# DATA ENTRIES start
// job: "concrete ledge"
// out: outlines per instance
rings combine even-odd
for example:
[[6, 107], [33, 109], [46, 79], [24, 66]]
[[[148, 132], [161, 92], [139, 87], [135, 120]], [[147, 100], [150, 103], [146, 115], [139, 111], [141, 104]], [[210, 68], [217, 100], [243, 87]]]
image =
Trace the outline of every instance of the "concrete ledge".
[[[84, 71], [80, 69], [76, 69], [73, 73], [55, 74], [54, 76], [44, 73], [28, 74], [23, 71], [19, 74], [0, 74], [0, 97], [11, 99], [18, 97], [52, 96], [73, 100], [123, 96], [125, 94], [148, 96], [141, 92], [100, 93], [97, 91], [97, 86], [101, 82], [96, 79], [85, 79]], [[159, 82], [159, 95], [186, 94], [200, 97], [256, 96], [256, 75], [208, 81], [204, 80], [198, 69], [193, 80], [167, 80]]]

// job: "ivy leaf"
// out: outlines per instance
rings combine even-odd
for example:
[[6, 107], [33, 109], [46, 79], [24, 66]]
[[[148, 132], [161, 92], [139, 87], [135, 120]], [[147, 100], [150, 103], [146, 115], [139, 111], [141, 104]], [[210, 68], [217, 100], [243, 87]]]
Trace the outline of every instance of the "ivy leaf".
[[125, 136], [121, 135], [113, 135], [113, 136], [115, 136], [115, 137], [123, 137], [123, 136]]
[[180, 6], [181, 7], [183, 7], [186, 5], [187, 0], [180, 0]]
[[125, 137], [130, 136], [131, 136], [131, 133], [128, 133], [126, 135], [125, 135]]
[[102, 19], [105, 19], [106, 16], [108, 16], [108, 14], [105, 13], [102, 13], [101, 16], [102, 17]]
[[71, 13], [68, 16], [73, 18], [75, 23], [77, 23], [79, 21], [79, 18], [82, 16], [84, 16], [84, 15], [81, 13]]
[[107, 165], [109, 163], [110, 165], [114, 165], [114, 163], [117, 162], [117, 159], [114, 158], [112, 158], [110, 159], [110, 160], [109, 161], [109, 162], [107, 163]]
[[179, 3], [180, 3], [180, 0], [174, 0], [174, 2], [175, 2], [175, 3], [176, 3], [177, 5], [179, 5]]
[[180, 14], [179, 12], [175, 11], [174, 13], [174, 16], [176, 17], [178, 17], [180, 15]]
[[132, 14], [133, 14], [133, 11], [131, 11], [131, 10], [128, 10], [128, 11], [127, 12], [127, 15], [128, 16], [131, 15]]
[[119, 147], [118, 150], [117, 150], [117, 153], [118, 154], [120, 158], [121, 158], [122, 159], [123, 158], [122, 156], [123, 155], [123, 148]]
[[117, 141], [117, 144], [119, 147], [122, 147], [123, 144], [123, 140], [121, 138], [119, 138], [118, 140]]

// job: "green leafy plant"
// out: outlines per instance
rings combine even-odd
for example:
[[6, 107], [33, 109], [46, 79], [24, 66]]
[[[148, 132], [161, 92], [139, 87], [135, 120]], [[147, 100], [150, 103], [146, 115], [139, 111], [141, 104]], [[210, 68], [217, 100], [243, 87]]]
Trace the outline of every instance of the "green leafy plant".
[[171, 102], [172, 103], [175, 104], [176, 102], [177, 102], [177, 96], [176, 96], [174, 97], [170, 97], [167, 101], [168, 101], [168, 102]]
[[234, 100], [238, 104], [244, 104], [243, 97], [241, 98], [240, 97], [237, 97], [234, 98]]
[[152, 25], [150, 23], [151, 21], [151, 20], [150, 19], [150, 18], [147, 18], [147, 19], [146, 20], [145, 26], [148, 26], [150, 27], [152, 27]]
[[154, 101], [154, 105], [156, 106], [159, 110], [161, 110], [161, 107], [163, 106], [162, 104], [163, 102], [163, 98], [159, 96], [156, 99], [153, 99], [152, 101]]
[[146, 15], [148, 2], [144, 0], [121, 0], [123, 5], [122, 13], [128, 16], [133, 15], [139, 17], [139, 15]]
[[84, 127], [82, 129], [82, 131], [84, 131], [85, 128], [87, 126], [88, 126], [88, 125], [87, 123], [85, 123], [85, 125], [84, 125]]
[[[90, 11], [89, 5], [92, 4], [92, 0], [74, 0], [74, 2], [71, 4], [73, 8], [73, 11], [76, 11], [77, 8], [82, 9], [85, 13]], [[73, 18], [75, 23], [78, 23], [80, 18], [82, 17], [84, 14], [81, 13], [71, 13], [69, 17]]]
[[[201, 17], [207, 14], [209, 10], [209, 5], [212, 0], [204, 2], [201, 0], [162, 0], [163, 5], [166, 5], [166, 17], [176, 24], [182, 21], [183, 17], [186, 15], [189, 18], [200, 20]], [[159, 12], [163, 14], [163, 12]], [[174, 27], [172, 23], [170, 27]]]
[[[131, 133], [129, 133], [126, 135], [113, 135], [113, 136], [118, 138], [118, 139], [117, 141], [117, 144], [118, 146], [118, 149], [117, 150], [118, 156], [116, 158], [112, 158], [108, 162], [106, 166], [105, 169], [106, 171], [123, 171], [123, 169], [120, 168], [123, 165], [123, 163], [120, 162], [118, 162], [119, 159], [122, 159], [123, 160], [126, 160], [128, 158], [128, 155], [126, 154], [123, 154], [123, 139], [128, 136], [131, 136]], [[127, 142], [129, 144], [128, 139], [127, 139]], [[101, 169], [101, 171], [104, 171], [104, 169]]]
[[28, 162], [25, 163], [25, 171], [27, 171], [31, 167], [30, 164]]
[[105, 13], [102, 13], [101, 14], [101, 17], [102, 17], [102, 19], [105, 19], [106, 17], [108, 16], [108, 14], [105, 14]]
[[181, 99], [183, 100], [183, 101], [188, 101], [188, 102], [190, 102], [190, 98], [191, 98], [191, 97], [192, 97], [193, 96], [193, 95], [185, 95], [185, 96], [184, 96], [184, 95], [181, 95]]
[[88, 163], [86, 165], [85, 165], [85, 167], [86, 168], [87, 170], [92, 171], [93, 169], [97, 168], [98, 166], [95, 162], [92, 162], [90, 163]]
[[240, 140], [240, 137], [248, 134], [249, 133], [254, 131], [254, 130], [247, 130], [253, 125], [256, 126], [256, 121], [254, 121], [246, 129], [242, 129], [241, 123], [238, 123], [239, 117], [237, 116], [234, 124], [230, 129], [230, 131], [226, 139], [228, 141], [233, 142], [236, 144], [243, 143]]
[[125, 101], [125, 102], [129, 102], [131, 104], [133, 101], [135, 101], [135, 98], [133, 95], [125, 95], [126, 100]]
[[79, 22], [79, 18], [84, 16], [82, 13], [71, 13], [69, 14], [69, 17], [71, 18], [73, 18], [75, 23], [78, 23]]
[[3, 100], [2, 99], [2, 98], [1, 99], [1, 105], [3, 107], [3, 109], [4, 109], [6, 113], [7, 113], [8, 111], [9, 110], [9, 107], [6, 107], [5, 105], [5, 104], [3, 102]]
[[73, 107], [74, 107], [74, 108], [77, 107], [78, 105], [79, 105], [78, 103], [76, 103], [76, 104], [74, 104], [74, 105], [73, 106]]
# DATA ENTRIES end
* WHAT YOU NEED TO DO *
Reproduce the lines above verbatim, starting with the first line and ending with the line that contains "80], [167, 80]]]", including both of those lines.

* COMPLETED TASK *
// job: "concrete ledge"
// out: outlines per instance
rings combine even-odd
for example:
[[6, 107], [33, 109], [46, 79], [24, 66]]
[[[148, 132], [161, 92], [139, 87], [135, 120]], [[147, 100], [150, 103], [146, 115], [139, 111], [141, 104]], [[210, 68], [217, 100], [243, 87]]]
image =
Trace the outline of every instance of the "concrete ledge".
[[[84, 71], [80, 69], [76, 69], [73, 73], [55, 74], [54, 76], [44, 73], [28, 74], [23, 71], [19, 74], [0, 74], [0, 97], [11, 99], [18, 97], [52, 96], [73, 100], [123, 96], [125, 94], [148, 96], [141, 92], [100, 93], [97, 91], [97, 86], [101, 82], [96, 79], [85, 79]], [[159, 82], [159, 95], [186, 94], [200, 97], [256, 96], [256, 75], [208, 81], [204, 80], [198, 69], [193, 80], [167, 80]]]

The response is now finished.